What Scott said.  Specifically, link me to whatever option on d20pfrsd you are using so I can have a gander at it.


----------



## Queenie (Mar 24, 2014)

Hi! *waves* 

Nothing much to see. Just wanted to say hi to everyone and good luck on your job search. 

Fenris and I are discussing character options, hopefully we'll have something for you soon


----------



## Scotley (Mar 24, 2014)

Fenris said:


> *growl*  Ha, glad to see you too Scott!
> 
> MV: Thanks! Looking forward to it.
> 
> ...




Second rogue? You mean flanking buddy? Bring it on!


----------



## KirayaTiDrekan (Mar 25, 2014)

Thanks Queenie, and welcome aboard.


----------



## KirayaTiDrekan (Mar 25, 2014)

Testing a login glitch workaround, don't mind me.


----------



## Queenie (Mar 30, 2014)

Okay, so warning: I always have trouble making characters. I'm pretty much indecisive as it is then there are sooooo many choices to choose from! 

I'm not decided yet between rogue and sorcerer but I'm leaning slightly towards sorcerer now. Slightly. There are a bajillion bloodlines for the sorcerer which hampers me making a choice. 

I know nothing about Babylon 5 either... If that is important but from the reading I don't think it is. 

So, that's where I'm at. Nothing to see here! Lol


----------



## KirayaTiDrekan (Mar 30, 2014)

Lack of Babylon 5 knowledge is actually preferred so you are good to go there.

Extracted information:
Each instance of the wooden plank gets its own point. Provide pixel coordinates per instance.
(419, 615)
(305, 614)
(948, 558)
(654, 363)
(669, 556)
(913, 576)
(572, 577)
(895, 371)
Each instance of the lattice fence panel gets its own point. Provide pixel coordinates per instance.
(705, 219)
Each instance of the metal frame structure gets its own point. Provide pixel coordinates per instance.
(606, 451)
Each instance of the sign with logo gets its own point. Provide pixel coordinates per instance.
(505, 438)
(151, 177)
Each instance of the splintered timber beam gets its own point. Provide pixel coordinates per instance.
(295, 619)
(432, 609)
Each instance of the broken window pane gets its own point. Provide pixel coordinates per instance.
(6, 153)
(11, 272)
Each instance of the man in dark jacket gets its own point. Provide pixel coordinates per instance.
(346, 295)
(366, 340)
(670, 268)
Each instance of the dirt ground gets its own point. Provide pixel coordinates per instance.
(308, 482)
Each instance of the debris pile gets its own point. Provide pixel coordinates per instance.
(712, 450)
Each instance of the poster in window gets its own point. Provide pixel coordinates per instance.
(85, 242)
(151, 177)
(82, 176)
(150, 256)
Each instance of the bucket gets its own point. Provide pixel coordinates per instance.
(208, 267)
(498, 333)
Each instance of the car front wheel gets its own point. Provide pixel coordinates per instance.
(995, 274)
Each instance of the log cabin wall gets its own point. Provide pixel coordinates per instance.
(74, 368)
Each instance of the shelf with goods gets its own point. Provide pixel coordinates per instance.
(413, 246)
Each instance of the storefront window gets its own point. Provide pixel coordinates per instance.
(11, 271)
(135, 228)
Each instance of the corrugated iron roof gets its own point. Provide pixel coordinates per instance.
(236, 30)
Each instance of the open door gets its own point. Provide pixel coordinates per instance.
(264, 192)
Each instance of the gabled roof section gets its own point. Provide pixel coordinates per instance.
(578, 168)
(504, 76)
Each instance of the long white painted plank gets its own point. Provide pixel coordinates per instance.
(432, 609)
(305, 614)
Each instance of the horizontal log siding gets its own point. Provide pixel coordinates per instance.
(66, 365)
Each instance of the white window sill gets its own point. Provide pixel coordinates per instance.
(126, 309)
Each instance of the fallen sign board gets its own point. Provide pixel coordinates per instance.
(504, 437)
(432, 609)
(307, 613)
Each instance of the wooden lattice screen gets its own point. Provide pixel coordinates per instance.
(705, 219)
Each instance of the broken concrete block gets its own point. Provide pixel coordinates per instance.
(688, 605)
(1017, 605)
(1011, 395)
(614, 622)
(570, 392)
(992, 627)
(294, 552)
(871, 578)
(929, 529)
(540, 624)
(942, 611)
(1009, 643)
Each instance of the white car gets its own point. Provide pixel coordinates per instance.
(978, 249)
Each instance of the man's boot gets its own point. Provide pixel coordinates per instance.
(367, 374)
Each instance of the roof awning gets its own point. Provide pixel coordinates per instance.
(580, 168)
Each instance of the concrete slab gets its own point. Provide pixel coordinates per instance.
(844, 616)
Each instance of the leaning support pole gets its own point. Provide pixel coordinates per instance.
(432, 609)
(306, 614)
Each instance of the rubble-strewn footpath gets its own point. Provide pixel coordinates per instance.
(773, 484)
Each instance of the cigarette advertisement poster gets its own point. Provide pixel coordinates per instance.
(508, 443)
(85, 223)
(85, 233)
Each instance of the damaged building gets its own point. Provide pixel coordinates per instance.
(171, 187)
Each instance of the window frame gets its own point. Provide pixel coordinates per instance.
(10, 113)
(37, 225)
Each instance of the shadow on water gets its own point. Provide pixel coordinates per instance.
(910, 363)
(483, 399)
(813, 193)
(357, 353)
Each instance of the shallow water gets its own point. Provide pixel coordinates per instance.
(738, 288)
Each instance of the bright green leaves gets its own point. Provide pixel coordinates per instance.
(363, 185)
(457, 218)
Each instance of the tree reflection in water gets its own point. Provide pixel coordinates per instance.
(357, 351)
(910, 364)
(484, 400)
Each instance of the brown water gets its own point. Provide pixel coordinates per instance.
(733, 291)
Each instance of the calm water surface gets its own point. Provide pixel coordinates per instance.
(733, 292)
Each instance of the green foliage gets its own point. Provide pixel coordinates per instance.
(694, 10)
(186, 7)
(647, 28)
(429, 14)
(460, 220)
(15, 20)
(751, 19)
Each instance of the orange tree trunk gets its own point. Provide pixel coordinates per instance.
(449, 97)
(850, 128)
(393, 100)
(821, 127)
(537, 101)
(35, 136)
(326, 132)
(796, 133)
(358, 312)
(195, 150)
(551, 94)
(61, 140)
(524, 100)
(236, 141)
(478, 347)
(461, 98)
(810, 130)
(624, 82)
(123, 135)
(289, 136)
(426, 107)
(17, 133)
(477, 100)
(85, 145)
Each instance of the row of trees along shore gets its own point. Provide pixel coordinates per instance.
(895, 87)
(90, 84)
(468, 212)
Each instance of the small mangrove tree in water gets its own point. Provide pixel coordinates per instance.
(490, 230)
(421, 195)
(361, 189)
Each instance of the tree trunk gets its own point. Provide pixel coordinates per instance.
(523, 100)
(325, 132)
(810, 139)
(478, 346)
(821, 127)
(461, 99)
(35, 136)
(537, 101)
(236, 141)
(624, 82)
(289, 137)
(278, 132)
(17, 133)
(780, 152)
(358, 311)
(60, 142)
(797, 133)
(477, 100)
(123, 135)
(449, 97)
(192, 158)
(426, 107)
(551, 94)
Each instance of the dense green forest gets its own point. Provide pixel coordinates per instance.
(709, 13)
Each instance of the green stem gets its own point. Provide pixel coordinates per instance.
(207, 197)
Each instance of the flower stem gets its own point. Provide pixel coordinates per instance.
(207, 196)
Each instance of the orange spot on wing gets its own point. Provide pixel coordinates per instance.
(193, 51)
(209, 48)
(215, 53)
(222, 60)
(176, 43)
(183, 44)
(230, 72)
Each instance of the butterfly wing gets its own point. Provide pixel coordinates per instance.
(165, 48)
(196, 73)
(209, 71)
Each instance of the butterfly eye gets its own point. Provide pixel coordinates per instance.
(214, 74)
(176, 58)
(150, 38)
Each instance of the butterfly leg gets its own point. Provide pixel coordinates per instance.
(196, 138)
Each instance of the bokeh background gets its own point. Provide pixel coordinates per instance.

Objective: Reproduce the forum thread above word for word, from beginning to end.

Answer to this exercise:
What Scott said.  Specifically, link me to whatever option on d20pfrsd you are using so I can have a gander at it.


----------



## Queenie (Mar 24, 2014)

Hi! *waves* 

Nothing much to see. Just wanted to say hi to everyone and good luck on your job search. 

Fenris and I are discussing character options, hopefully we'll have something for you soon


----------



## Scotley (Mar 24, 2014)

Fenris said:


> *growl*  Ha, glad to see you too Scott!
> 
> MV: Thanks! Looking forward to it.
> 
> ...




Second rogue? You mean flanking buddy? Bring it on!


----------



## KirayaTiDrekan (Mar 25, 2014)

Thanks Queenie, and welcome aboard.


----------



## KirayaTiDrekan (Mar 25, 2014)

Testing a login glitch workaround, don't mind me.


----------



## Queenie (Mar 30, 2014)

Okay, so warning: I always have trouble making characters. I'm pretty much indecisive as it is then there are sooooo many choices to choose from! 

I'm not decided yet between rogue and sorcerer but I'm leaning slightly towards sorcerer now. Slightly. There are a bajillion bloodlines for the sorcerer which hampers me making a choice. 

I know nothing about Babylon 5 either... If that is important but from the reading I don't think it is. 

So, that's where I'm at. Nothing to see here! Lol


----------



## KirayaTiDrekan (Mar 30, 2014)

Lack of Babylon 5 knowledge is actually preferred so you are good to go there.